*Tekstfragment:*
De raad heeft nog onderzocht of beëindiging van de maatregel van ondertoezichtstelling en uithuisplaatsing tot de mogelijkheden behoort, maar is tot de conclusie gekomen dat dit niet het geval is. Het hof deelt dat standpunt, nu de ouders terugplaatsing van de kinderen bij hen voorstaan, maar dit, zoals uit het voorgaande volgt, niet meer aan de orde is.
5.6
Dit leidt tot de conclusie dat aan de voorwaarden voor beëindiging van het gezag van de ouders over de kinderen, zoals vermeld in artikel 1:266 lid 1 sub a BW, is voldaan. Het hof zal de beschikking waarvan beroep dan ook in zoverre bekrachtigen. Anders dan de ouders menen, is deze inbreuk op het bij artikel 8 EVRM beschermde recht op familieleven in dit geval gerechtvaardigd, omdat dat in het belang van de kinderen noodzakelijk is. Nu die inbreuk bovendien niet disproportioneel is, kan het beroep van de ouders op deze verdragsbepaling niet slagen. Om dezelfde reden moet ook aan hun beroep op de overige door hen genoemde verdragsbepalingen voorbij worden gegaan.

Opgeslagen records
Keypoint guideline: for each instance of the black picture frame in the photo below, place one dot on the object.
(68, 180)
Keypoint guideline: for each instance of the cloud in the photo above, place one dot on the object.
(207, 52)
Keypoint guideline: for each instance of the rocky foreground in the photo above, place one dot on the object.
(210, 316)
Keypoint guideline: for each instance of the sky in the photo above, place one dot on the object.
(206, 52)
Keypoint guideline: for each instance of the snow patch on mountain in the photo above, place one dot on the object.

*Opdrachten:*
1 – Geef voor elke bewering aan of die klopt met het tekstfragment: (a) Het hof bekrachtigt de beschikking waarvan beroep in zoverre. (b) Het hof vindt de inbreuk op het recht op familieleven disproportioneel. (c) De raad concludeert dat beëindiging van de ondertoezichtstelling en uithuisplaatsing mogelijk is. Antwoord telkens met ja of nee en citeer letterlijk de woorden uit het tekstfragment die de doorslag geven.
2 – Wijzig in de records, van de regel met "Keypoint guideline: for each instance of the sky" tot en met het einde van de records, "place one dot" in "mark one point" en laat verder alles ongewijzigd. Geef alleen die regels terug.
Het tekstfragment en de records komen uit verschillende bronnen.

*Antwoorden:*
1 –
(a) Ja: "Het hof zal de beschikking waarvan beroep dan ook in zoverre bekrachtigen."
(b) Nee: "Nu die inbreuk bovendien niet disproportioneel is"
(c) Nee: "maar is tot de conclusie gekomen dat dit niet het geval is."

2 –
Keypoint guideline: for each instance of the sky in the photo above, mark one point on the object.
(206, 52)
Keypoint guideline: for each instance of the snow patch on mountain in the photo above, mark one point on the object.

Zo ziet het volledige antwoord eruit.